### TASK
Could the lines from the one with "Where can the concrete" through the end of the listing be restated exactly, with nothing else included?

### DATASET EXTRACT
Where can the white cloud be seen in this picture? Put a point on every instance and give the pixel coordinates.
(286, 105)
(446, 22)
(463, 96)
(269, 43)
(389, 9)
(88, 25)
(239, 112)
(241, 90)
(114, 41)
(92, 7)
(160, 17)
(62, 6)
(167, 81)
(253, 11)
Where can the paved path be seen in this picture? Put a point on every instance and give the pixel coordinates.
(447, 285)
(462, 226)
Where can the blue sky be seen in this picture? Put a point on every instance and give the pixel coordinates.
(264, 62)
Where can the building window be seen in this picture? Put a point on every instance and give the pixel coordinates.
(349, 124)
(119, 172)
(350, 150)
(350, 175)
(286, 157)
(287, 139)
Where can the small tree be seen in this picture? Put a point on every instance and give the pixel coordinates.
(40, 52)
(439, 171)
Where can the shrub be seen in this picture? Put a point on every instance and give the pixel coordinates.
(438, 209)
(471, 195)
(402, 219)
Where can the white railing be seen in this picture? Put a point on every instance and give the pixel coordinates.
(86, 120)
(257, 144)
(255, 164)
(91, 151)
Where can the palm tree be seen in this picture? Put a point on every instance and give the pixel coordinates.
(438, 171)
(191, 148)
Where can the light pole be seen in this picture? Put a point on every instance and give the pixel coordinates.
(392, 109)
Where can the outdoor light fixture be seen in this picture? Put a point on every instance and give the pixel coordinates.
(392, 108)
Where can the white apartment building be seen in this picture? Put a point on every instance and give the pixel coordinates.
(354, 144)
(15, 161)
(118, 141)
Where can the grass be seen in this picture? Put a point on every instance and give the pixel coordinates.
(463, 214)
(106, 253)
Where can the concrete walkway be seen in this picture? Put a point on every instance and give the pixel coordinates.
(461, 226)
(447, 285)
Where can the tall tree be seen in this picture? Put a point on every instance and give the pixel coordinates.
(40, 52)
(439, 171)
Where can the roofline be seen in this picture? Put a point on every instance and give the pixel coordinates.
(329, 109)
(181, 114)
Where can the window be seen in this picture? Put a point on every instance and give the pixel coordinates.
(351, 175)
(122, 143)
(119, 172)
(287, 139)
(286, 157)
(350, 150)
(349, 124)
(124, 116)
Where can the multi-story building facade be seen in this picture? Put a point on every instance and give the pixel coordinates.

### SOLUTION
Where can the concrete walkway be seen in this picture? Put a point on every instance and give the pixel coordinates.
(461, 226)
(447, 285)
Where can the tall tree be seen in this picture? Put a point on every instance and give the pixel coordinates.
(40, 52)
(439, 171)
Where can the roofline be seen in this picture? Put a point on every instance and give the pixel coordinates.
(329, 109)
(181, 114)
Where can the window be seen in this picture? Put a point on every instance and give the pixel coordinates.
(351, 175)
(122, 143)
(119, 172)
(287, 139)
(286, 157)
(350, 150)
(349, 124)
(124, 116)
Where can the multi-story building facade be seen in this picture? Put a point on every instance and give the pixel coordinates.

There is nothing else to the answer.